■ Given task ■
Print the records below exactly as they appear.

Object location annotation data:
* Start *

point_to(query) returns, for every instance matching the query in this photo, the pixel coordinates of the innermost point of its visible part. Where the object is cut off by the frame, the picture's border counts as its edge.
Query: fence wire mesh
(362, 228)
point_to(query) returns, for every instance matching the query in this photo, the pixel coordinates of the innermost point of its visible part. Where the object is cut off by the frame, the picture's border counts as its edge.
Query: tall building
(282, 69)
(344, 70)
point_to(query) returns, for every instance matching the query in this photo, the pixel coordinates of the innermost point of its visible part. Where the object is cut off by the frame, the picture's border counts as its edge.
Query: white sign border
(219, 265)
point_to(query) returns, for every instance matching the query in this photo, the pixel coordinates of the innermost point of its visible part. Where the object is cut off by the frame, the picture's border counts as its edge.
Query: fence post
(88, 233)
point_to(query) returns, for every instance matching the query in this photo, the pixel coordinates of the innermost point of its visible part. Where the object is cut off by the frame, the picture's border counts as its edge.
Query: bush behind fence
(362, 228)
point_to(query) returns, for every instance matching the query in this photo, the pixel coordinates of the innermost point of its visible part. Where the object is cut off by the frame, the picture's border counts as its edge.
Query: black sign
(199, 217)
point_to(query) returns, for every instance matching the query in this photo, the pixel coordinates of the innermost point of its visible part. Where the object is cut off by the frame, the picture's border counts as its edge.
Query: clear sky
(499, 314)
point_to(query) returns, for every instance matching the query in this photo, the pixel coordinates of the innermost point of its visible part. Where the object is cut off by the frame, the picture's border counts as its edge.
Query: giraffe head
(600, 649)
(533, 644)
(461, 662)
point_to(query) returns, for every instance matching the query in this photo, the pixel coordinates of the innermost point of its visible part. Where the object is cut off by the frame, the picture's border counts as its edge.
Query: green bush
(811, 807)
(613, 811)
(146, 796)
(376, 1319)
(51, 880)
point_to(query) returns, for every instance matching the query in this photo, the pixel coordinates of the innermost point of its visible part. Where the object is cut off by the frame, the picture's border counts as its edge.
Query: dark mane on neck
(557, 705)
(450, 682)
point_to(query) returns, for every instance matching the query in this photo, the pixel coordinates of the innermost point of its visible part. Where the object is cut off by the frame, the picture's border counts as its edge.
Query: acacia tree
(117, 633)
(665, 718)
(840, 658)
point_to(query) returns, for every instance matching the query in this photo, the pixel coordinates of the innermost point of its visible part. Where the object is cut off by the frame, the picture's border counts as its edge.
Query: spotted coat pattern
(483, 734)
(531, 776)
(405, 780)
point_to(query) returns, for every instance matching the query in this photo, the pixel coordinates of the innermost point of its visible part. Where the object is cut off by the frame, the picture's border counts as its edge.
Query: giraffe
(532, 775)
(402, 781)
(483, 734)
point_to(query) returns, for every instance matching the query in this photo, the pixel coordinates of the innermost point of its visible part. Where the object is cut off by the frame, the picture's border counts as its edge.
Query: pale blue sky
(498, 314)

* End *

■ Completed exercise ■
point_to(query) returns, for every instance matching the query in this photo, the pixel coordinates of the innermost point of its visible part. Where the object is cut off by the frame, the picture's border counts as its edge.
Query: fence wire mesh
(362, 228)
point_to(query) returns, for every instance matching the query in this photo, the pixel coordinates of the innermost point of its visible part. Where the object is cut off by the frame, the picture's border counts as its edge.
Query: tall building
(282, 69)
(344, 70)
point_to(query) returns, for every instance matching the query in this photo, the pixel coordinates of the innermost point of its visible part. Where the object is cut off by the frame, the picture's border counts as its edge.
Query: white sign border
(219, 265)
point_to(query) returns, for every instance matching the query in this photo, the pixel coordinates of the innermost point of its visible part. Where the object is cut off by the frame, the picture's border counts as its edge.
Query: fence post
(88, 233)
point_to(query) returns, for every instance matching the query in this photo, the pixel coordinates of the innermost point of its visible part. Where the object is cut off by the frame, the picture's border counts as its edge.
Query: bush behind fence
(362, 228)
point_to(query) returns, for every instance matching the query in this photo, the pixel coordinates of the innermost point of its visible part. Where the object is cut off by the frame, the picture's border counts as its edge.
Query: black sign
(199, 217)
point_to(query) returns, for every instance matching the query in this photo, the pixel coordinates of the innermost point of its visible part. Where the object is cut off by the frame, the picture's border counts as its edge.
Query: clear sky
(499, 314)
point_to(query) returns, for every instance matching the query in this photo, the pixel coordinates of the innermost point of its visible part. Where the object is cut off by the frame, the picture's border counts as its edge.
Query: giraffe head
(600, 649)
(533, 644)
(461, 662)
point_to(query) returns, for every instance matching the query in this photo, the pixel coordinates of the innermost point of its visible part. Where the object is cut off by the frame, the picture's border counts as its edge.
Query: green bush
(811, 807)
(613, 811)
(146, 796)
(376, 1319)
(51, 880)
point_to(query) returns, for every instance matching the query in this photo, the pixel coordinates of the innermost point of its visible part. Where the object is cut off by the frame, the picture's border counts as its edge.
Query: dark mane on neck
(557, 705)
(450, 682)
point_to(query) returns, for every instance matching the query in this photo, the pixel coordinates of the innermost point of its visible part. Where the object is cut off by the frame, the picture's border counts as its edge.
Query: acacia tree
(117, 633)
(665, 718)
(840, 658)
point_to(query) returns, for every instance matching the query in this photo, the pixel coordinates of the innermost point of its visible part. Where the object is cut off by the frame, the picture's border counts as its edge.
Query: spotted coat pattern
(483, 734)
(531, 776)
(405, 780)
point_to(query) returns, for every instance matching the query in this photo, the pixel coordinates of the innermost point of its visible part. Where the object is cut off by the frame, the picture's border counts as its edge.
Query: giraffe
(532, 775)
(402, 781)
(483, 734)
point_to(query) returns, for every instance matching the query in this photo, the pixel coordinates of the innermost point of its visible part. Where the object is cut off by the frame, the picture's border counts as its edge.
Query: pale blue sky
(498, 314)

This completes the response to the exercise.